## PROBLEM STATEMENT
Please retype the records below exactly as they stand.

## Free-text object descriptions
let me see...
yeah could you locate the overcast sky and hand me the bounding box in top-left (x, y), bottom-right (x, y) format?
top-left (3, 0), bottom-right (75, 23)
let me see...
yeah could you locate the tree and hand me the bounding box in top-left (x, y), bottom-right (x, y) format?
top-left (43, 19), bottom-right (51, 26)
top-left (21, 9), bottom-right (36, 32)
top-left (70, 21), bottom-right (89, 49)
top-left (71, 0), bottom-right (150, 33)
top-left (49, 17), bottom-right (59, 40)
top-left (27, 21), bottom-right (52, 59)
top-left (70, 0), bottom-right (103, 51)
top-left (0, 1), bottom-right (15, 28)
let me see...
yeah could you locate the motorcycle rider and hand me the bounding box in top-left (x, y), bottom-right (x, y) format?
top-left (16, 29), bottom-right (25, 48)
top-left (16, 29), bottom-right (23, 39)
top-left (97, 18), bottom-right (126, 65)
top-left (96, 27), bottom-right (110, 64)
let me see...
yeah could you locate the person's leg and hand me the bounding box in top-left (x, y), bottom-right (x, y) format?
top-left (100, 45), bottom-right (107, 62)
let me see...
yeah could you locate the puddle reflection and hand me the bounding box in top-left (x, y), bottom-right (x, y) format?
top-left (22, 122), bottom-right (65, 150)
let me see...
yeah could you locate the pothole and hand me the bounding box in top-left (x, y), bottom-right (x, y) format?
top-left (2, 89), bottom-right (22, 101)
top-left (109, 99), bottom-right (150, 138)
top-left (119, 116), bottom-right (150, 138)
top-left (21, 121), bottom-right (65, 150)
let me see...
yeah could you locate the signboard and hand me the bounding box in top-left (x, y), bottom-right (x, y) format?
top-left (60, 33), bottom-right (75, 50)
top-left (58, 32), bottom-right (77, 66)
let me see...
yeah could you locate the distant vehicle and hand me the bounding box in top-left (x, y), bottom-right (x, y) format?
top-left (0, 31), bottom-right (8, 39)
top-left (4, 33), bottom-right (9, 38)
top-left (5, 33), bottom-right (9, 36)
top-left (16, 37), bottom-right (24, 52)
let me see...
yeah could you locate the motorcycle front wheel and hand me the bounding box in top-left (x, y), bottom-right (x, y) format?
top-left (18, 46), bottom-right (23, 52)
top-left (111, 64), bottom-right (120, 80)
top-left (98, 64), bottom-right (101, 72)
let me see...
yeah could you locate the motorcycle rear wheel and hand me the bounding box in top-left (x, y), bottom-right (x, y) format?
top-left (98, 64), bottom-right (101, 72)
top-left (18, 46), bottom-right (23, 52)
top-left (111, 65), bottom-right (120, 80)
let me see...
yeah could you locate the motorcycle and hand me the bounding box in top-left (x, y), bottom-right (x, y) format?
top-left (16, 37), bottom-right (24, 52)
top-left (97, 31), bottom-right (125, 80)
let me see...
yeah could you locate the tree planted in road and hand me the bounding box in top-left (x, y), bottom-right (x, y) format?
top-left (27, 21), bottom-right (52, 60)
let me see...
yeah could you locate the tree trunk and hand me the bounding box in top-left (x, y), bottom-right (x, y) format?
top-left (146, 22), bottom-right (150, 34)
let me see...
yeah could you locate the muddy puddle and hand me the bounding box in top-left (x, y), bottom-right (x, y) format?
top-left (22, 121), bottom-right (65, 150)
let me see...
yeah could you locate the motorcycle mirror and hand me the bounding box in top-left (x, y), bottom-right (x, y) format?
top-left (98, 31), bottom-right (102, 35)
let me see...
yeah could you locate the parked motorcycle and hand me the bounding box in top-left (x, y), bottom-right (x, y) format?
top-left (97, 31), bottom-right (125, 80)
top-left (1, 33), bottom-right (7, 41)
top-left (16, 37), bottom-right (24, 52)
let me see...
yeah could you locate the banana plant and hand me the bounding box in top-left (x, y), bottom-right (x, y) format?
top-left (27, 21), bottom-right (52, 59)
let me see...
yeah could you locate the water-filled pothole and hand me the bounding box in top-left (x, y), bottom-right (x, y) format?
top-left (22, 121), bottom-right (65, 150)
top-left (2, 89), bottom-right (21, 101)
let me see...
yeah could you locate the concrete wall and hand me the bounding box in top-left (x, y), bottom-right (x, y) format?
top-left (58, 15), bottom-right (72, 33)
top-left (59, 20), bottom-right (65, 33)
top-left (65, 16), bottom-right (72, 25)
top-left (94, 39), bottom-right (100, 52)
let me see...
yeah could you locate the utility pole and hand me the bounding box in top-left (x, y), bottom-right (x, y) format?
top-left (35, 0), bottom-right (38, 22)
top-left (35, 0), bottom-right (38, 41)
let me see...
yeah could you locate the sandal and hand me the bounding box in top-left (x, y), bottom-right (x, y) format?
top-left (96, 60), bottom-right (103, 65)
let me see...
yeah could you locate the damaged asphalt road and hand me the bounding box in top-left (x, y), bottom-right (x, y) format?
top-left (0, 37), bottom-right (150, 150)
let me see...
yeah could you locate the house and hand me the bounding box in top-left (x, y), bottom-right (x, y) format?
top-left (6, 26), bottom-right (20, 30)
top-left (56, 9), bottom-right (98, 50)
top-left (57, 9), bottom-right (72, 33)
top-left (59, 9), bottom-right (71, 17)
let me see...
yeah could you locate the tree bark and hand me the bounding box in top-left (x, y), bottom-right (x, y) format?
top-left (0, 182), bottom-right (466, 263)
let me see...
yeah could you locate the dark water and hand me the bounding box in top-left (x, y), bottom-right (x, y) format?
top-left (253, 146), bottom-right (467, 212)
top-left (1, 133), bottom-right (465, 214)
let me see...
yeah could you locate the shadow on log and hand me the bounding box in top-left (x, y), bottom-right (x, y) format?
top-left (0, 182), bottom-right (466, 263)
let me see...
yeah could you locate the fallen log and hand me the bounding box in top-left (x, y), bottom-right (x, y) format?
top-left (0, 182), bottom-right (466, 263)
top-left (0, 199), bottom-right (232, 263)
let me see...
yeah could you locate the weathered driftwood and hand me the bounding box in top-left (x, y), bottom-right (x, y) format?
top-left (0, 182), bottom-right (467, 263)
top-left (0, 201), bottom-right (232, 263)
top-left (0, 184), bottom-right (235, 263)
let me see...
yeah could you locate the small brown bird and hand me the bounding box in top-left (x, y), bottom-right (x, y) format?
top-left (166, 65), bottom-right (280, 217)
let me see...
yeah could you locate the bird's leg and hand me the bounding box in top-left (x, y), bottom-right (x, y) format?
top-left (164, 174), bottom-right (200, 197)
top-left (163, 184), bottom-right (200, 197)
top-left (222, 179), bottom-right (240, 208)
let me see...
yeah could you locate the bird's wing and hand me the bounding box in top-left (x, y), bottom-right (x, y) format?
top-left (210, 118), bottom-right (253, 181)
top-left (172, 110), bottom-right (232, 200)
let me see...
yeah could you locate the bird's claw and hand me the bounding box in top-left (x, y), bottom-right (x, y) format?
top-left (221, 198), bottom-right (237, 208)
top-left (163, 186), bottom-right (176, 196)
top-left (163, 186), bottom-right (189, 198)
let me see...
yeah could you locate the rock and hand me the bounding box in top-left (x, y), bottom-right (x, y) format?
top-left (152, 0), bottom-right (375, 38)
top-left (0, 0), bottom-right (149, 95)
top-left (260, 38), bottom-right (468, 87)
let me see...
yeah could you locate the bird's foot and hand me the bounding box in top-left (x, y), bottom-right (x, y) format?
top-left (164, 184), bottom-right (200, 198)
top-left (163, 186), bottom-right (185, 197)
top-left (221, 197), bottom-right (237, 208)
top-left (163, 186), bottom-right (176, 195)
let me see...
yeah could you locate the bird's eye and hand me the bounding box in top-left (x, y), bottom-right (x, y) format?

## YOUR RESPONSE
let me see...
yeah could you locate the overcast sky and hand me the bounding box in top-left (x, y), bottom-right (x, y) format?
top-left (3, 0), bottom-right (75, 23)
let me see...
yeah could you locate the tree and hand me the bounding box in top-left (x, y), bottom-right (x, y) format?
top-left (43, 19), bottom-right (51, 26)
top-left (21, 9), bottom-right (36, 32)
top-left (70, 21), bottom-right (89, 49)
top-left (71, 0), bottom-right (150, 33)
top-left (49, 17), bottom-right (59, 40)
top-left (27, 21), bottom-right (52, 59)
top-left (70, 0), bottom-right (103, 51)
top-left (0, 1), bottom-right (15, 28)
let me see...
yeah could you locate the motorcycle rider and hand me the bounding box in top-left (x, y), bottom-right (x, y) format?
top-left (16, 29), bottom-right (25, 48)
top-left (16, 29), bottom-right (23, 39)
top-left (97, 18), bottom-right (126, 65)
top-left (96, 27), bottom-right (110, 64)
let me see...
yeah could you locate the person's leg and hand me the bounding box in top-left (x, y), bottom-right (x, y) format?
top-left (100, 45), bottom-right (107, 62)
let me see...
yeah could you locate the puddle reflection and hand me the bounding box in top-left (x, y), bottom-right (x, y) format?
top-left (22, 122), bottom-right (65, 150)
let me see...
yeah could you locate the pothole and hand me the bounding box in top-left (x, y), bottom-right (x, y) format?
top-left (2, 89), bottom-right (22, 101)
top-left (109, 99), bottom-right (150, 138)
top-left (119, 116), bottom-right (150, 138)
top-left (21, 121), bottom-right (65, 150)
let me see...
yeah could you locate the signboard and hand me the bounding box in top-left (x, y), bottom-right (x, y) format?
top-left (60, 33), bottom-right (75, 50)
top-left (58, 32), bottom-right (77, 66)
let me see...
yeah could you locate the distant vehicle and hand me the bounding box in top-left (x, y), bottom-right (x, y) format?
top-left (0, 31), bottom-right (8, 39)
top-left (4, 33), bottom-right (9, 38)
top-left (5, 33), bottom-right (9, 36)
top-left (16, 37), bottom-right (24, 52)
let me see...
yeah could you locate the motorcycle front wheel and hand me the bounding box in top-left (x, y), bottom-right (x, y) format?
top-left (18, 46), bottom-right (23, 52)
top-left (111, 64), bottom-right (120, 80)
top-left (98, 64), bottom-right (101, 72)
let me see...
yeah could you locate the motorcycle rear wheel and hand me the bounding box in top-left (x, y), bottom-right (x, y) format?
top-left (98, 64), bottom-right (101, 72)
top-left (18, 46), bottom-right (23, 52)
top-left (111, 65), bottom-right (120, 80)
let me see...
yeah could you locate the motorcycle and hand me the bounding box in top-left (x, y), bottom-right (x, y) format?
top-left (16, 37), bottom-right (24, 52)
top-left (97, 31), bottom-right (125, 80)
let me see...
yeah could you locate the tree planted in road and hand me the bounding box in top-left (x, y), bottom-right (x, y) format?
top-left (27, 21), bottom-right (52, 60)
let me see...
yeah could you locate the tree trunk and hand me the bounding box in top-left (x, y), bottom-right (x, y) format?
top-left (146, 22), bottom-right (150, 34)
let me see...
yeah could you locate the muddy puddle and hand me the bounding box in top-left (x, y), bottom-right (x, y) format?
top-left (22, 121), bottom-right (65, 150)
let me see...
yeah could you locate the motorcycle mirror and hand me the bounding box in top-left (x, y), bottom-right (x, y) format?
top-left (98, 31), bottom-right (102, 35)
let me see...
yeah could you locate the parked motorcycle and hand me the bounding box in top-left (x, y), bottom-right (x, y) format?
top-left (97, 31), bottom-right (125, 80)
top-left (1, 33), bottom-right (7, 41)
top-left (16, 37), bottom-right (24, 52)
let me see...
yeah could you locate the banana plant and hand me the bounding box in top-left (x, y), bottom-right (x, y) format?
top-left (27, 21), bottom-right (52, 59)
let me see...
yeah could you locate the water-filled pothole and hand me the bounding box in top-left (x, y), bottom-right (x, y) format?
top-left (22, 121), bottom-right (65, 150)
top-left (2, 89), bottom-right (21, 101)
let me see...
yeah could you locate the concrete wall and hand me the bounding box in top-left (x, y), bottom-right (x, y) format?
top-left (58, 15), bottom-right (72, 33)
top-left (59, 20), bottom-right (65, 33)
top-left (65, 16), bottom-right (72, 25)
top-left (94, 39), bottom-right (100, 52)
let me see...
yeah could you locate the utility pole and hand me the bounding box in top-left (x, y), bottom-right (x, y) format?
top-left (35, 0), bottom-right (38, 22)
top-left (35, 0), bottom-right (38, 41)
let me see...
yeah could you locate the sandal and hand me the bounding box in top-left (x, y), bottom-right (x, y) format?
top-left (96, 60), bottom-right (103, 65)
let me see...
yeah could you locate the damaged asphalt road and hand me the bounding box in top-left (x, y), bottom-right (x, y) format?
top-left (0, 37), bottom-right (150, 150)
let me see...
yeah could you locate the house and hand me the bounding box in top-left (x, y), bottom-right (x, y) format?
top-left (6, 26), bottom-right (20, 30)
top-left (56, 9), bottom-right (98, 50)
top-left (57, 9), bottom-right (72, 33)
top-left (59, 9), bottom-right (71, 17)
let me see...
yeah could you locate the tree bark and hand me the bounding box in top-left (x, y), bottom-right (x, y) format?
top-left (0, 182), bottom-right (466, 263)
let me see...
yeah could you locate the dark water and hand me the bounding box in top-left (x, y), bottom-right (x, y) format?
top-left (253, 146), bottom-right (467, 212)
top-left (1, 133), bottom-right (465, 214)
let me see...
yeah could you locate the shadow on log and hand me the bounding box in top-left (x, y), bottom-right (x, y) format?
top-left (0, 182), bottom-right (466, 263)
let me see...
yeah could you locate the fallen log and hand me the bounding box in top-left (x, y), bottom-right (x, y) format?
top-left (0, 182), bottom-right (466, 263)
top-left (0, 199), bottom-right (232, 263)
let me see...
yeah could you locate the weathered driftwood and hand me the bounding box in top-left (x, y), bottom-right (x, y) format?
top-left (0, 182), bottom-right (467, 263)
top-left (0, 201), bottom-right (232, 263)
top-left (0, 184), bottom-right (235, 263)
let me see...
yeah could you locate the small brown bird and hand me the bounding box in top-left (x, y), bottom-right (x, y) format?
top-left (166, 65), bottom-right (280, 217)
let me see...
yeah could you locate the bird's leg and hand me the bounding box in top-left (x, y), bottom-right (x, y) format?
top-left (164, 174), bottom-right (200, 197)
top-left (163, 184), bottom-right (200, 197)
top-left (222, 179), bottom-right (240, 208)
let me see...
yeah could you locate the bird's wing and hand me the bounding box in top-left (x, y), bottom-right (x, y) format?
top-left (210, 118), bottom-right (253, 181)
top-left (172, 110), bottom-right (232, 200)
let me see...
yeah could you locate the bird's claw and hand me the bounding box in top-left (x, y), bottom-right (x, y) format?
top-left (221, 198), bottom-right (237, 208)
top-left (163, 186), bottom-right (176, 196)
top-left (163, 186), bottom-right (189, 198)
let me see...
yeah could you locate the rock and hand me the bounding box in top-left (x, y), bottom-right (x, y) format?
top-left (152, 0), bottom-right (375, 38)
top-left (0, 0), bottom-right (149, 95)
top-left (260, 38), bottom-right (468, 87)
let me see...
yeah could you locate the bird's foot and hand me the bounding box in top-left (x, y), bottom-right (x, y) format?
top-left (164, 184), bottom-right (200, 198)
top-left (163, 186), bottom-right (185, 197)
top-left (221, 197), bottom-right (237, 208)
top-left (163, 186), bottom-right (176, 195)
let me see...
yeah could you locate the bird's eye and hand me the bounding box in top-left (x, y), bottom-right (x, y) format?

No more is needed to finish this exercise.